Texte source:
>>>

Notes de lecture. Yvette Francoli, Le Naufragé du Vaisseau d’or. Les vies secrètes de Louis Dantin (texte intégral)

Mise en ligne de La rédaction, le 4 décembre 2014.

Yvette Francoli, Le Naufragé du Vaisseau d’or. Les vies secrètes de Louis Dantin, Montréal, Del Busso, 2013.

par Luc Gagnon

[ EXTRAITS DU NUMÉRO 45 / AUTOMNE-HIVER 2014 ]

Louis Dantin

Cette importante et savante étude enrichit grandement notre connaissance de la vie et de la sensibilité littéraire canadienne-française du début du XXe en levant quelque peu le voile sur l’existence obscure et volontairement cachée de Louis Dantin, critique remarquable et mentor du plus grand poète canadien-français, Émile Nelligan. Elle révèle également des éléments de l’âme religieuse de cette époque, souvent réduite à un prétendu triomphalisme catholique, en mettant en lumière un des cas les plus emblématiques, un cas presque clinique, d’apostasie religieuse au sein de notre nation, celle du T.R.P. Eugène Seers, religieux de la congrégation du Très-Saint-Sacrement.

<<<

Lignes fournies:
>>>

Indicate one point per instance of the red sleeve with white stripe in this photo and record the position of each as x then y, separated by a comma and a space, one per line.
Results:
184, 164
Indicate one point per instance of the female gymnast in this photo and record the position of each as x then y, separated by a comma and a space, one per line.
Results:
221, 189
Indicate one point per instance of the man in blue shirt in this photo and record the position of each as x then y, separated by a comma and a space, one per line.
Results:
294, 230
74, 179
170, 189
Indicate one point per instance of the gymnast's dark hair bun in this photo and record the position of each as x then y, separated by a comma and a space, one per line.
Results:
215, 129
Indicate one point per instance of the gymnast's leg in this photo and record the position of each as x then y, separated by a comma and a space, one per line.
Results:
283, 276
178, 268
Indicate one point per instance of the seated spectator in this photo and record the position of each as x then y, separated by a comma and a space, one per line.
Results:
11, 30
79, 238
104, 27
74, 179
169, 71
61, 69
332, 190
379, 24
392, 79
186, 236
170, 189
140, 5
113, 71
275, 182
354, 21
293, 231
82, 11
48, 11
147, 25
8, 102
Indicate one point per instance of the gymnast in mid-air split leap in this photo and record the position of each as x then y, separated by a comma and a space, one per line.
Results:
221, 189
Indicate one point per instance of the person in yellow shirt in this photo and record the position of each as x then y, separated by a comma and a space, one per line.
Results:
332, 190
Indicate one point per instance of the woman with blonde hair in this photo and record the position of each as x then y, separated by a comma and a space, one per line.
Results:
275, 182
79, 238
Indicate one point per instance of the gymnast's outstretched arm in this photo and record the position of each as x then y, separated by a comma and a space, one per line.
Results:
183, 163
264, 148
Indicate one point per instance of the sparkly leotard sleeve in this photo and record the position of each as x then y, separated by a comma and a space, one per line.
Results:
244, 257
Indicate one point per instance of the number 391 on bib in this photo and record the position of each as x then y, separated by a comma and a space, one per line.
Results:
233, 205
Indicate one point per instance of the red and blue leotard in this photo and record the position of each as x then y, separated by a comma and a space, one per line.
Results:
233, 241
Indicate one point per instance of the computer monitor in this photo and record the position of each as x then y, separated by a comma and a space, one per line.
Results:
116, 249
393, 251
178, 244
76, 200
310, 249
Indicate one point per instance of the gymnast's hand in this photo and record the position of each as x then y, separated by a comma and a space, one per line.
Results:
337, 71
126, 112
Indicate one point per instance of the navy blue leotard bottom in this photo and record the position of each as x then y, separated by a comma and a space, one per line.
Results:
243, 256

<<<

Défis:
A. Dans le compte rendu sur Louis Dantin, à quelle congrégation appartenait le T.R.P. Eugène Seers ?
B. Recopiez le passage du compte rendu sur Louis Dantin situé entre « Cette importante et » et « congrégation du Très-Saint-Sacrement. », inclusivement, en remplaçant « mentor » par « guide ».
C. Rédigez la suite du compte rendu sur Louis Dantin à partir de sa dernière phrase.

Corrigé de l'exercice:
A. À la congrégation du Très-Saint-Sacrement.

B.
Cette importante et savante étude enrichit grandement notre connaissance de la vie et de la sensibilité littéraire canadienne-française du début du XXe en levant quelque peu le voile sur l’existence obscure et volontairement cachée de Louis Dantin, critique remarquable et guide du plus grand poète canadien-français, Émile Nelligan. Elle révèle également des éléments de l’âme religieuse de cette époque, souvent réduite à un prétendu triomphalisme catholique, en mettant en lumière un des cas les plus emblématiques, un cas presque clinique, d’apostasie religieuse au sein de notre nation, celle du T.R.P. Eugène Seers, religieux de la congrégation du Très-Saint-Sacrement.

C.
Peu d’études sérieuses existaient sur Dantin, à part l’édition de ses Essais critiques (1) et de sa célèbre préface de 1904 aux poésies d’Émile Nelligan (2). Avant ces travaux universitaires, il faut remonter à 1960, à la thèse du Père Yves Garon, A.A., Louis Dantin, sa vie et son oeuvre, qui ne fut d’ailleurs pas publiée à cause de l’opposition de la congrégation du Saint-Sacrement. L’étude de Placide Gaboury (un autre apostat!), Louis Dantin et la critique d’identification (3), est d’un intérêt mineur, du moins sur le plan historique, puisque l’auteur admet puiser essentiellement ses informations biographiques dans la thèse du Père Garon. Il faut saluer le lancement par une équipe de l’Université de Sherbrooke de la publication d’une partie représentative de la correspondance de Dantin en quatre volumes, dont le premier est paru en 2014 (4).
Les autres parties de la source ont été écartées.